**SELECTED TEXT**:
________
Mar 10, 2014
It's A Wrap
Wine festival week is a bit like Christmas, or depending on how stressful your Christmas holidays are, a bit like a trip to wine nirvana.
Everyone has a different schedule; journalists, wine writers, lifestyle bloggers etc. are slotted into different lunches, tastings, grazers and dinners in order to spread the love and to share their wide-range of experiences.
I've learned over the years, how to spread my schedule around over multiple days. Trying to do everything generally means I'll miss something that tends to happen on the fly.
Vancouver International Wine Festival is a time to connect and to learn and for me, to see friends and acquaintances I rarely do.
Here are some of my most informative and tantalizing moments, during the recent 36th annual Vancouver International Wine Festival (VIWF).
________
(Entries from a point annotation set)
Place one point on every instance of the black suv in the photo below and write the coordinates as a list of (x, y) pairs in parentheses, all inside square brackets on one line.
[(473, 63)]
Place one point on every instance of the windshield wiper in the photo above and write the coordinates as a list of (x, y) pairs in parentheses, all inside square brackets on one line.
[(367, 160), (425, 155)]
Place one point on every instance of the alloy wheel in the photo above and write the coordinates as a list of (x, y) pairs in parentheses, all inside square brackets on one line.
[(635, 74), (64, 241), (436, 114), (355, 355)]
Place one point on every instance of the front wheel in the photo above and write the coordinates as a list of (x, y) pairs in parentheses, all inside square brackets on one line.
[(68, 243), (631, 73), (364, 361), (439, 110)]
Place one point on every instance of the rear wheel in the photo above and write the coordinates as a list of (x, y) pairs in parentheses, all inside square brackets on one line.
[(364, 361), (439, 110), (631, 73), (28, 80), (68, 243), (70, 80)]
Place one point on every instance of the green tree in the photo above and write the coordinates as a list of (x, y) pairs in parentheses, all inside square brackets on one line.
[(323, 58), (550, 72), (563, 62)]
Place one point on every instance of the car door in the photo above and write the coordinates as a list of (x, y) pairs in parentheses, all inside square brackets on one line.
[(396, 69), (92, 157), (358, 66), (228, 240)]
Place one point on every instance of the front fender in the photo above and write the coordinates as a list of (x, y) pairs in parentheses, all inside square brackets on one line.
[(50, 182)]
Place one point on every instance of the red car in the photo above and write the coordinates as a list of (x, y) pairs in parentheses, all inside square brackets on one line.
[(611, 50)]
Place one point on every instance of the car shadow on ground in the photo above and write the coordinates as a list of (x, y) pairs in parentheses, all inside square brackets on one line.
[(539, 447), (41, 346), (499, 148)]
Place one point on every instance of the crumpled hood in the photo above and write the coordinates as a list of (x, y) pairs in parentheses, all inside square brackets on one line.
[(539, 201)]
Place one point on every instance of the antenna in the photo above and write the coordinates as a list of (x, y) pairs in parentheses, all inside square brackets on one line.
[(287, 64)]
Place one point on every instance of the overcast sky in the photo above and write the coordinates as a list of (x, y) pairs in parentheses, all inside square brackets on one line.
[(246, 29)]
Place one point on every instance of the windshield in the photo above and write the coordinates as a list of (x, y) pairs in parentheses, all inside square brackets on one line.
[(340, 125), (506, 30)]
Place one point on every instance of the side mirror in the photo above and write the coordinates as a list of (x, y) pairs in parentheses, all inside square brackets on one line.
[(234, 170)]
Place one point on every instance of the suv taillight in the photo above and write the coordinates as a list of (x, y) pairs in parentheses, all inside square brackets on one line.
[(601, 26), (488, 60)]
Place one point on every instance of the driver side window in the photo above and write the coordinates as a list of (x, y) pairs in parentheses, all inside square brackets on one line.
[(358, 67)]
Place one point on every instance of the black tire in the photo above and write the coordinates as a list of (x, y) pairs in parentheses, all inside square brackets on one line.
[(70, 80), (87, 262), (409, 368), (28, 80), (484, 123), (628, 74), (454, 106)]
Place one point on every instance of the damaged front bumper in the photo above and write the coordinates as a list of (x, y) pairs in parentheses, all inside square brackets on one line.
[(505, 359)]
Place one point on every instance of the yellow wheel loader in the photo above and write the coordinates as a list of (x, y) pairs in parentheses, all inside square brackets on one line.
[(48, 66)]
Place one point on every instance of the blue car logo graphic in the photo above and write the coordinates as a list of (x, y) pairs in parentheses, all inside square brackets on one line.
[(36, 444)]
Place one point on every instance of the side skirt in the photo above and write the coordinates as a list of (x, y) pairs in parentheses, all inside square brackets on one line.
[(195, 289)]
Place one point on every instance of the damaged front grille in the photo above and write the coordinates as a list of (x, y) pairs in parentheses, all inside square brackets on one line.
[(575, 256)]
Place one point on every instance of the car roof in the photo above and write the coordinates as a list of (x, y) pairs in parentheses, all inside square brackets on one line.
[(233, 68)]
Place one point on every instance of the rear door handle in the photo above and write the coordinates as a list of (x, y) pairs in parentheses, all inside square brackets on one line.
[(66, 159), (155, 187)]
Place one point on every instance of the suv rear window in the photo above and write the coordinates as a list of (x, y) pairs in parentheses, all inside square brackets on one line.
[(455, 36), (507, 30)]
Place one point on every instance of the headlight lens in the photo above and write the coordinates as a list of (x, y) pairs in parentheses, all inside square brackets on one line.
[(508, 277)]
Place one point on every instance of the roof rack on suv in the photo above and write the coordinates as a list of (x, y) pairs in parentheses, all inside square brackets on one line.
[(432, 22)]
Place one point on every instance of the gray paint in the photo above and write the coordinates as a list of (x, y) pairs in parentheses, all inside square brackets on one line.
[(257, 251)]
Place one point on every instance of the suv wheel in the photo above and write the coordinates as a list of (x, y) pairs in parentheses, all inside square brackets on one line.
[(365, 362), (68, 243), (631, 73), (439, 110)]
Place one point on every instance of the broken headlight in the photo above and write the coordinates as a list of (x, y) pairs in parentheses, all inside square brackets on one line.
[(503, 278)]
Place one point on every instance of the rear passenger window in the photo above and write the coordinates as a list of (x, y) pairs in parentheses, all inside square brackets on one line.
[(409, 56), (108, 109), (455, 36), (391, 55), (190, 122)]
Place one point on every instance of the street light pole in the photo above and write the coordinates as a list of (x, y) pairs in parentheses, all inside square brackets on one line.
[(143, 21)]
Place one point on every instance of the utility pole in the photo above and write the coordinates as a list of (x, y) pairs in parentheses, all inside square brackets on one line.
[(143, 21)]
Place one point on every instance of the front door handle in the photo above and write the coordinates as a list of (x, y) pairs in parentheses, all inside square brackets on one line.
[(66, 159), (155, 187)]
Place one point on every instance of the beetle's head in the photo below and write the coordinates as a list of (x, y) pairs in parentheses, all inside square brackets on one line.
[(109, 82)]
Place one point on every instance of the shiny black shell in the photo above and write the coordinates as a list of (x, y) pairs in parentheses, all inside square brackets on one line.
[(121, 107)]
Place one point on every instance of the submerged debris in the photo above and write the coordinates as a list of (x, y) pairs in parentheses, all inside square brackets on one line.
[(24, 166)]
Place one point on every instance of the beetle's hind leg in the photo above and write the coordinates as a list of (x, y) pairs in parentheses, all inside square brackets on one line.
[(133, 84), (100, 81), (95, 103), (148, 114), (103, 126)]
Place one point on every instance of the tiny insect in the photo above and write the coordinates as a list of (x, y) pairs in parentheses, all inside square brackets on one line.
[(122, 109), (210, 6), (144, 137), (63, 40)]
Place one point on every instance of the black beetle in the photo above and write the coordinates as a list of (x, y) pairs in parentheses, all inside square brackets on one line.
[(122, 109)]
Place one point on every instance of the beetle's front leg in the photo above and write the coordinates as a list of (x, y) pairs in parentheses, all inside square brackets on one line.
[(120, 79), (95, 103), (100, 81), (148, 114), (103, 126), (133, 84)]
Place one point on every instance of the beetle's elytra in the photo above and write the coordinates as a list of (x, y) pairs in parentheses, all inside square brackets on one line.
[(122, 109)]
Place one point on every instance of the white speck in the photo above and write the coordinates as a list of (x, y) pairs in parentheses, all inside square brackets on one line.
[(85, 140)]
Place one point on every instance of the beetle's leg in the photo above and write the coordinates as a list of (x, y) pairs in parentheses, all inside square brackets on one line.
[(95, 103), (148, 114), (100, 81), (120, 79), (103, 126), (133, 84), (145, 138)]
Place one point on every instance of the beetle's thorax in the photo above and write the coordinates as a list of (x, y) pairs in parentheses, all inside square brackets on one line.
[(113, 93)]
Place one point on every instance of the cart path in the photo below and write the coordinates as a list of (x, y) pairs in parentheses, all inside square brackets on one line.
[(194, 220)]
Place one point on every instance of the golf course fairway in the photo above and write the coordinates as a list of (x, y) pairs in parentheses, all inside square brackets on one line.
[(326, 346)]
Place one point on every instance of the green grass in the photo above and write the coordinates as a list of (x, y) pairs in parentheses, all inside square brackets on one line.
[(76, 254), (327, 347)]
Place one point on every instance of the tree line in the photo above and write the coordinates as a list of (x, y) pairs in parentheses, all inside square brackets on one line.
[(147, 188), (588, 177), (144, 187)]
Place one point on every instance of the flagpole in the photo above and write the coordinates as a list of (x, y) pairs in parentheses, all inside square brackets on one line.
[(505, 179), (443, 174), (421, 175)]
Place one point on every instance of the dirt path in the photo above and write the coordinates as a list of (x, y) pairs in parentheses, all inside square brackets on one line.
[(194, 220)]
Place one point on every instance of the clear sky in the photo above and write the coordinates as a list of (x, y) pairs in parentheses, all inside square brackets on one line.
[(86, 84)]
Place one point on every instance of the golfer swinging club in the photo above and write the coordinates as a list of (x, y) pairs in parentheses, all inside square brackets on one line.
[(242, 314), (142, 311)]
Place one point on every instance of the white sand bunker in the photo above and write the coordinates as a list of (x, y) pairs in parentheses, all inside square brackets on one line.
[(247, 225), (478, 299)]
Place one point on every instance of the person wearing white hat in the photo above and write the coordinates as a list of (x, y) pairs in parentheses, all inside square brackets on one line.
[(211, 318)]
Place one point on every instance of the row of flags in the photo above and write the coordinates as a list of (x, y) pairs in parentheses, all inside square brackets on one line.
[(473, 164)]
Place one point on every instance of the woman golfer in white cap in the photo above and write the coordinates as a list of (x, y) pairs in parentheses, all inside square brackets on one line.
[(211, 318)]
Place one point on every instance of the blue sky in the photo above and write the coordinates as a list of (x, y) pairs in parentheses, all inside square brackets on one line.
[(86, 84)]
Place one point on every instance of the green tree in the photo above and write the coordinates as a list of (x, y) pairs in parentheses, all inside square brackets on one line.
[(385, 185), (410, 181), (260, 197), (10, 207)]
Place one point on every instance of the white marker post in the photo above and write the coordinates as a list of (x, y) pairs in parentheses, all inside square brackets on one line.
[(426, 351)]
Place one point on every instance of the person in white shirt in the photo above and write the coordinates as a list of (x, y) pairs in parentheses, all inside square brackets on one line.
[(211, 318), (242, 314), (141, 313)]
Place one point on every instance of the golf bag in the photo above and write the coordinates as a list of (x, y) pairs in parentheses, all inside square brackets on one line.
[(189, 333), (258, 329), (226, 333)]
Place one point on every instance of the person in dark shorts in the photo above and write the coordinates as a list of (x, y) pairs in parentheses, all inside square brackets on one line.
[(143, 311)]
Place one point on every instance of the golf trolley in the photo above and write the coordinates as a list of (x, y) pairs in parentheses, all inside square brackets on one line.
________
**INSTRUCTION 1**:
In the wine festival post, which annual edition of the Vancouver International Wine Festival took place recently?
**INSTRUCTION 2**:
Quote the wine festival post from "Mar 10, 2014" to "on the fly.".

**EXERCISE OUTPUT 1**:
The 36th annual festival.

**EXERCISE OUTPUT 2**:
Mar 10, 2014
It's A Wrap
Wine festival week is a bit like Christmas, or depending on how stressful your Christmas holidays are, a bit like a trip to wine nirvana.
Everyone has a different schedule; journalists, wine writers, lifestyle bloggers etc. are slotted into different lunches, tastings, grazers and dinners in order to spread the love and to share their wide-range of experiences.
I've learned over the years, how to spread my schedule around over multiple days. Trying to do everything generally means I'll miss something that tends to happen on the fly.